*Page excerpt:*
*** Block opens ***
Scientists Now Know How
AIDS Virus Becomes
Resistant To New Drugs
By Maggie Fox
Health and Science Correspondent
Reuters News Service
WASHINGTON (Reuters) - Scientists said Thursday they had been able to "see" the changes that allow the AIDS virus become resistant to drugs and hope their images can help drug companies develop better ways to attack the virus.
Stephen Harrison and colleagues at the Howard Hughes Medical Institute at Harvard University were able to crystalize and make an image of the reverse transcriptase enzyme that HIV uses to replicate itself.
They caught the virus just after it attacked a cell and used an instrument known as a synchrotron, which is a high-intensity, high-energy X-ray crystallography machine, to record an image of the scene.
Reverse transcriptase is targeted by five HIV drugs now on the market, from the original drug, Glaxo-Wellcome's AZT, to Bristol-Myers Squibb's Videx.
They work by mimicking nucleotides, natural building blocks of DNA in the cell. These nucleotides are used by the HIV virus as it attacks a cell and injects its own genetic material into it, thus forcing the cell to pump out copies of virus instead of dividing naturally.
Such an approach has worked fairly well. Combined with drugs that attack the virus at a different stage of its cycle, known as protease inhibitors, the drugs can suppress the viral infection in many patients.
There is also a class of drugs known as non-nucleoside reverse transcriptase inhibitors (NNRTIs), which also affect reverse transcriptase but in different ways from the nucleoside mimickers, known formally as nucleoside-analog reverse transcriptase inhibitors.
But HIV eventually mutates in many people and becomes resistant to drugs.
Drug researchers have found that seeing the physical structure of drugs and their biological targets can help them design compounds that will work together. Many fit together physically, like a lock and key.
*** Block closes ***
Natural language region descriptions
*** Block opens ***
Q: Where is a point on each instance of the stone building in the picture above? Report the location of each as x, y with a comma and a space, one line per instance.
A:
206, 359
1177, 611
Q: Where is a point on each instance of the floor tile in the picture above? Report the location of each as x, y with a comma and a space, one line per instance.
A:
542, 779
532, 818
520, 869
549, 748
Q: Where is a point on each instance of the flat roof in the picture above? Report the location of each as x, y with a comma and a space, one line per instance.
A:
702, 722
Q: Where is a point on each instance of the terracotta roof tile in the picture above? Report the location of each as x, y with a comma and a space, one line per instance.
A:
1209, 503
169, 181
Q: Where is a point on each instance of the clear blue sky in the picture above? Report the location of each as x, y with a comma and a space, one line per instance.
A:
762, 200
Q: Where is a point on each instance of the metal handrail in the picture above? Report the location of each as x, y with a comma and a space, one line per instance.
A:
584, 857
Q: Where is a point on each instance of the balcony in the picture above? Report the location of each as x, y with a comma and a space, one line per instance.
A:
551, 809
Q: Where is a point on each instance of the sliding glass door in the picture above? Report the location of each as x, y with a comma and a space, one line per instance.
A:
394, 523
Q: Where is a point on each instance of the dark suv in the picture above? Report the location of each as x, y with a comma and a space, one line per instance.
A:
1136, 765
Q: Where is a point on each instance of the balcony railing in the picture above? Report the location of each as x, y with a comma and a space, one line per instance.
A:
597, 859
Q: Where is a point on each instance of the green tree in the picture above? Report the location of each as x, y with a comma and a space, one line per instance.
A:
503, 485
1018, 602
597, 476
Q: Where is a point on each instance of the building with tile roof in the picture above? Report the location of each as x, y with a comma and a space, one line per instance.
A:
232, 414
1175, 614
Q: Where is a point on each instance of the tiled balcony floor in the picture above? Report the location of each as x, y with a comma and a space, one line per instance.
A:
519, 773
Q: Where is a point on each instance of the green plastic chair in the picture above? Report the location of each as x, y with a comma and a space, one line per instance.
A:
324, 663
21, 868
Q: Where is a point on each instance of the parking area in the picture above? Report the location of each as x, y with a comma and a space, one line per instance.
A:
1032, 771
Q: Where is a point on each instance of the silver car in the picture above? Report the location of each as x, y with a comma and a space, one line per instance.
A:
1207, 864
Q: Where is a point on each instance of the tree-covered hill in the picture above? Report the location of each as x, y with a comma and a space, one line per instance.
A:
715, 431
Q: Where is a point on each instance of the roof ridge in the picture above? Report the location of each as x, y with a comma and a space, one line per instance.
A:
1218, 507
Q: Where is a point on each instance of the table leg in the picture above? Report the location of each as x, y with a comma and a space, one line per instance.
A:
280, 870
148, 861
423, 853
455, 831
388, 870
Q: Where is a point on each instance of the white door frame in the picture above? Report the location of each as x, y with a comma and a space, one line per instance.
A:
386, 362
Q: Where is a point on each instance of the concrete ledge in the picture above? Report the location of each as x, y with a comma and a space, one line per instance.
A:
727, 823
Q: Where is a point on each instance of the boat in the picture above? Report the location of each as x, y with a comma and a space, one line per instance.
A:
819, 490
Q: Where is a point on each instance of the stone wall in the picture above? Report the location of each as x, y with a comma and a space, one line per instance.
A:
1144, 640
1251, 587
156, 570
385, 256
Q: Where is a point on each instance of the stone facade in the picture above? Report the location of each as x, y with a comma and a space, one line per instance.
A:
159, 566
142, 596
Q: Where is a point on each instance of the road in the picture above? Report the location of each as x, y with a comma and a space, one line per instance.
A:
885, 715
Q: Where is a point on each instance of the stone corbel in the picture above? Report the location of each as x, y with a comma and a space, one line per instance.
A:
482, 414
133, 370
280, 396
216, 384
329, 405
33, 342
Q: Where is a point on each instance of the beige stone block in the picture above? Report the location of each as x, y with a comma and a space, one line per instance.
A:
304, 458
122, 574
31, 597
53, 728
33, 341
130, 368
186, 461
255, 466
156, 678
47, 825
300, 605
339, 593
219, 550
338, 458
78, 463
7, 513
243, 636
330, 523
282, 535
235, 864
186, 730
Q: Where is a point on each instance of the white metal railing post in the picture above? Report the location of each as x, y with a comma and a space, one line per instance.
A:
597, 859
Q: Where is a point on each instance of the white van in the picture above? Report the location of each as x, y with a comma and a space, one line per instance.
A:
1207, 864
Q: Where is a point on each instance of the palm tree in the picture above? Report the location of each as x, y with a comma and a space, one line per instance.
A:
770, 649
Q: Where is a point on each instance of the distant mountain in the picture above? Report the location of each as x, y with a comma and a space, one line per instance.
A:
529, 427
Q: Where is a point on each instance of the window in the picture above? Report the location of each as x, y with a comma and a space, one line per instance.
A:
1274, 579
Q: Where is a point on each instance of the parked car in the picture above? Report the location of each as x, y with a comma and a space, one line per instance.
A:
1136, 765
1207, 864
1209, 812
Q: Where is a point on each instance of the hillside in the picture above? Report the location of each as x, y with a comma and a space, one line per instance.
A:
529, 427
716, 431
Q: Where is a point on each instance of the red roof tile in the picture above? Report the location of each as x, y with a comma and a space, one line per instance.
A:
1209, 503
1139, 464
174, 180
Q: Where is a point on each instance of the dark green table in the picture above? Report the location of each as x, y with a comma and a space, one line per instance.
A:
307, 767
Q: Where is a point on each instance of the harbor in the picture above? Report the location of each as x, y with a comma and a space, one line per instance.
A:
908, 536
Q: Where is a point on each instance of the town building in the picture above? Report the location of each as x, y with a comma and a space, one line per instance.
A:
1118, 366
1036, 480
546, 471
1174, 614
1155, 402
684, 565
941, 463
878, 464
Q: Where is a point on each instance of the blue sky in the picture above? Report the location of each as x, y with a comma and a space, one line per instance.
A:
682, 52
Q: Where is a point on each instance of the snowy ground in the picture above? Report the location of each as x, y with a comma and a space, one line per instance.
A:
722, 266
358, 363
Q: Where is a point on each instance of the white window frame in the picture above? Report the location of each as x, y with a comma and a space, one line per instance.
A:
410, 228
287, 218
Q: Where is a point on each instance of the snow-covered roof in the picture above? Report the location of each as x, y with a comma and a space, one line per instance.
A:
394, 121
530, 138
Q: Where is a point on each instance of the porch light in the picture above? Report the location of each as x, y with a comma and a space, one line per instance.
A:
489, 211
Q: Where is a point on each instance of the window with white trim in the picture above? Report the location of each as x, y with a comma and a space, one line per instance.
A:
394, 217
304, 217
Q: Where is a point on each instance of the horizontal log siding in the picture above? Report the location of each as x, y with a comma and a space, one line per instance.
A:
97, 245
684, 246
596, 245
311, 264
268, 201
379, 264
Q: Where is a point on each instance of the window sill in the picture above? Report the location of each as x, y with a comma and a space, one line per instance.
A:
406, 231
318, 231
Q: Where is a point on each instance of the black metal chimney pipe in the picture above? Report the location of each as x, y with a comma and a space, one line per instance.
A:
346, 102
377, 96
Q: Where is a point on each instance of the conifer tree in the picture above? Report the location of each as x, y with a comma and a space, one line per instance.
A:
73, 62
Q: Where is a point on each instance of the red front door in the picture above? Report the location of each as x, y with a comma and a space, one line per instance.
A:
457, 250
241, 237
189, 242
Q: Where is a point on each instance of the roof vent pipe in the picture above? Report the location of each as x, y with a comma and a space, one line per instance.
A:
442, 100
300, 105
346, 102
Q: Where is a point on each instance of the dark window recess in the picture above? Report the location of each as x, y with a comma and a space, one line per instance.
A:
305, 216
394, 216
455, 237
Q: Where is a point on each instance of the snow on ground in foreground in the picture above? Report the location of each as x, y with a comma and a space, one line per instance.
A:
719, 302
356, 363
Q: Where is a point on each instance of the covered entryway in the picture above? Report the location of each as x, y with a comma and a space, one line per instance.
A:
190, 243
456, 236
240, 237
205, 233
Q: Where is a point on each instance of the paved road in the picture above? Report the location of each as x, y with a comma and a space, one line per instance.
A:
*** Block closes ***
*Activity list:*
A) In the article on HIV drug resistance, switch "nucleotides" to "DNA bases" and give the passage again, starting with "They work by" and going on through "of dividing naturally.".
B) Answer these questions from the article on HIV drug resistance:
(i) Where did Stephen Harrison and his colleagues work?
(ii) How many HIV drugs now on the market target reverse transcriptase?
(iii) What are the drugs that attack the virus at a different stage of its cycle called?

*Solutions to the tasks:*
A)
They work by mimicking DNA bases, natural building blocks of DNA in the cell. These DNA bases are used by the HIV virus as it attacks a cell and injects its own genetic material into it, thus forcing the cell to pump out copies of virus instead of dividing naturally.

B)
(i) At the Howard Hughes Medical Institute at Harvard University.
(ii) Five.
(iii) Protease inhibitors.